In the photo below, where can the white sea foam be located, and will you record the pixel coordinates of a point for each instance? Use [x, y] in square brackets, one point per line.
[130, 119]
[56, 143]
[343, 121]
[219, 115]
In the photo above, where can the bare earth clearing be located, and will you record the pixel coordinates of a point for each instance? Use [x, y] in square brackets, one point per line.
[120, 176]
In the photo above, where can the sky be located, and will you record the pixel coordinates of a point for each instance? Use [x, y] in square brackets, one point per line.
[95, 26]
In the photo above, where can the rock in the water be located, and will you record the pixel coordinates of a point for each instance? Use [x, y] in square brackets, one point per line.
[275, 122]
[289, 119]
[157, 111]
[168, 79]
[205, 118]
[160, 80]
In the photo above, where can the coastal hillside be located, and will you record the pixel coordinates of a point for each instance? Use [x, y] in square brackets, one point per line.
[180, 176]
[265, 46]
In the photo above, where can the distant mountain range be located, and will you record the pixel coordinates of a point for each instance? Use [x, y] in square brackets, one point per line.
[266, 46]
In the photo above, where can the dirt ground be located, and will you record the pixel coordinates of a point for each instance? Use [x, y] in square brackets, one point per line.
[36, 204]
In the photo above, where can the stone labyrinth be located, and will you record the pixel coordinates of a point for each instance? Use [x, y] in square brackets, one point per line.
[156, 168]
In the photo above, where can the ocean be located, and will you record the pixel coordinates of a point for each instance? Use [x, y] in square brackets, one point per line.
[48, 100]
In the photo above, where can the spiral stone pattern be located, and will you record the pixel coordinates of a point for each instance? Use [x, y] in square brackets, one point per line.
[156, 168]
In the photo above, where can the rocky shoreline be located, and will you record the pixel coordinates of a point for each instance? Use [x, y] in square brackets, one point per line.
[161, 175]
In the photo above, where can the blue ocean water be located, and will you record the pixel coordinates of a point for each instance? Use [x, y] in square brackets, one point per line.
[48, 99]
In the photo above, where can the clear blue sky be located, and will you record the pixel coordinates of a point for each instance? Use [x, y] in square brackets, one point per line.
-.-.-
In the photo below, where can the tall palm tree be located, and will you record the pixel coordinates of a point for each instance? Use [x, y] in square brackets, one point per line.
-.-.-
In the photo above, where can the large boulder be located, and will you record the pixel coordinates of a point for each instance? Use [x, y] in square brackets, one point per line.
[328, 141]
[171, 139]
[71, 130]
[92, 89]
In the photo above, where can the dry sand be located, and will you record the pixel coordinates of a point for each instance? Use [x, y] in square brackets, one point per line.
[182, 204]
-.-.-
◆ Assigned task: Your answer should be the lines above, from the line containing "In the photo above, where can the coastal" up to and including the line containing "In the photo above, where can the clear", reproduced exactly and with nothing else.

◆ Written answer:
In the photo above, where can the coastal hillside be located, and will you record the pixel coordinates of a point for each instance? Use [x, y] in square brackets, one point per line.
[180, 176]
[265, 46]
In the photo above, where can the distant mountain range be located, and will you record the pixel coordinates of a point for each instance? Use [x, y] in square brackets, one point per line.
[266, 46]
In the photo above, where can the dirt ground be located, and will you record the pixel coordinates of a point for each instance? Use [x, y] in square brackets, one point per line.
[36, 204]
In the photo above, where can the stone labyrinth be located, and will you record the pixel coordinates of a point for each instance? Use [x, y] in square brackets, one point per line.
[156, 168]
In the photo above, where can the ocean be located, and will you record the pixel coordinates of a point for each instance? Use [x, y] in square brackets, one point per line.
[48, 100]
In the photo above, where can the spiral stone pattern be located, and will you record the pixel coordinates of a point for each instance? Use [x, y] in square brackets, one point per line.
[156, 168]
In the photo above, where can the rocky shoreline be located, and will you record the pixel coordinates of a point for each instance? Use [x, y] in square brackets, one point per line.
[161, 175]
In the photo above, where can the blue ocean water be located, and will you record the pixel coordinates of a point for each instance? Use [x, y] in square brackets, one point per line.
[48, 99]
In the photo above, where can the clear blue sky be located, and will you record the pixel coordinates of a point for each instance? Use [x, y] in square brackets, one point per line.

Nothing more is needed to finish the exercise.